* **Problem requirements**
In the data below, find each line that contains the word "like" and copy it.

* **Input**
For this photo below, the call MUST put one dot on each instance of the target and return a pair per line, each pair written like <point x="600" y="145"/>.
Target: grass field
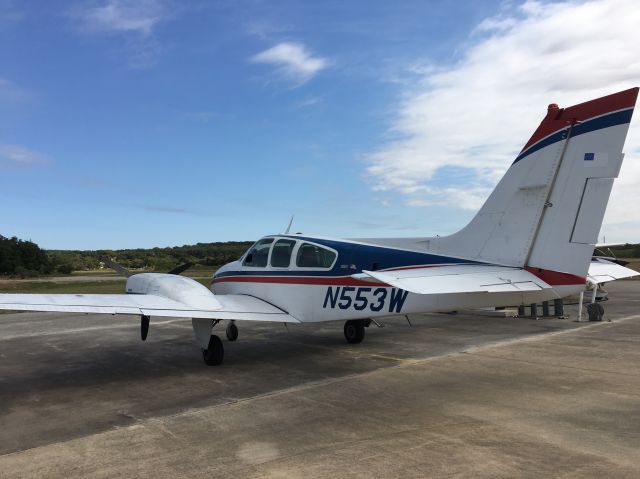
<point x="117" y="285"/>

...

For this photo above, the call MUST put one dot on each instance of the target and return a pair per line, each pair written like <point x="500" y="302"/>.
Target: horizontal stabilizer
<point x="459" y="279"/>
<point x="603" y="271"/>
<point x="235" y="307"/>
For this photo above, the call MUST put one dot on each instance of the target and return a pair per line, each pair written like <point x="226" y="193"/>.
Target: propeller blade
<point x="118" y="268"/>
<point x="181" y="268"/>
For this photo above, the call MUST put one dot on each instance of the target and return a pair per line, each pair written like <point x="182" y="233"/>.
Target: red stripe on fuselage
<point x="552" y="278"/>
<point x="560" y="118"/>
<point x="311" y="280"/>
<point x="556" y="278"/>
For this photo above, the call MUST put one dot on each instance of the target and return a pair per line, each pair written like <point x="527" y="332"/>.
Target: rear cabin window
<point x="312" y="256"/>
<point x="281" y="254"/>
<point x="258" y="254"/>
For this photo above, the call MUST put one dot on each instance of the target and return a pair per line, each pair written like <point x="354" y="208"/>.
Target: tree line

* * *

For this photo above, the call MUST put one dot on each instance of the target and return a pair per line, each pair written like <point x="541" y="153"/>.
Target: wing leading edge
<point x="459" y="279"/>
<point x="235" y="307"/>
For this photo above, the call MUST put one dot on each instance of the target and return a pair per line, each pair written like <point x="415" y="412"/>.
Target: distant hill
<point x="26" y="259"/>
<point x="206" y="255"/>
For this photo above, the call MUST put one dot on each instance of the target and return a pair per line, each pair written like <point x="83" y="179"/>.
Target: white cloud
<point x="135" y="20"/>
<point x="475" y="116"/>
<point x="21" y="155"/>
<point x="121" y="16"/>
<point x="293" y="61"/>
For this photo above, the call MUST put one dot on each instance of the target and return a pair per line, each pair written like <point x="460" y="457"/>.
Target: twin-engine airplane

* **Task result**
For this photo below, the call MUST put one dot on each instance of the target and return a pair per line, each pair written like <point x="600" y="145"/>.
For this photo above, the call MUST put one dot on each instance of the target and return a pair per line, each pair written like <point x="500" y="302"/>.
For this photo above, the call MUST put one dot on each instance of the target and return a pair per line, each pair written like <point x="226" y="193"/>.
For this photo above, the call MUST put one dot on each instance of the target and return a pair per line, each pair written like <point x="182" y="233"/>.
For this photo above, the call MUST put one dot on each instance of the target and return a pair per line, each pair written like <point x="527" y="332"/>.
For this photo above, the call MUST put one dot on each instance of the target and return a pair per line, each pair written like <point x="354" y="208"/>.
For this photo above, the call MUST put one dot on each instance of the target and return a pair per line, each pair written like <point x="541" y="153"/>.
For this photo above, the call MUST put one dot on each instance of the target and return a pair per line, each pair written like <point x="415" y="412"/>.
For this photo above, the call MUST put one dot on each instance of the target and return a pair per line, each pair written like <point x="83" y="179"/>.
For this photo above, the call MUST put one dot on each instance of the target and return a pair per line, each pair written like <point x="460" y="457"/>.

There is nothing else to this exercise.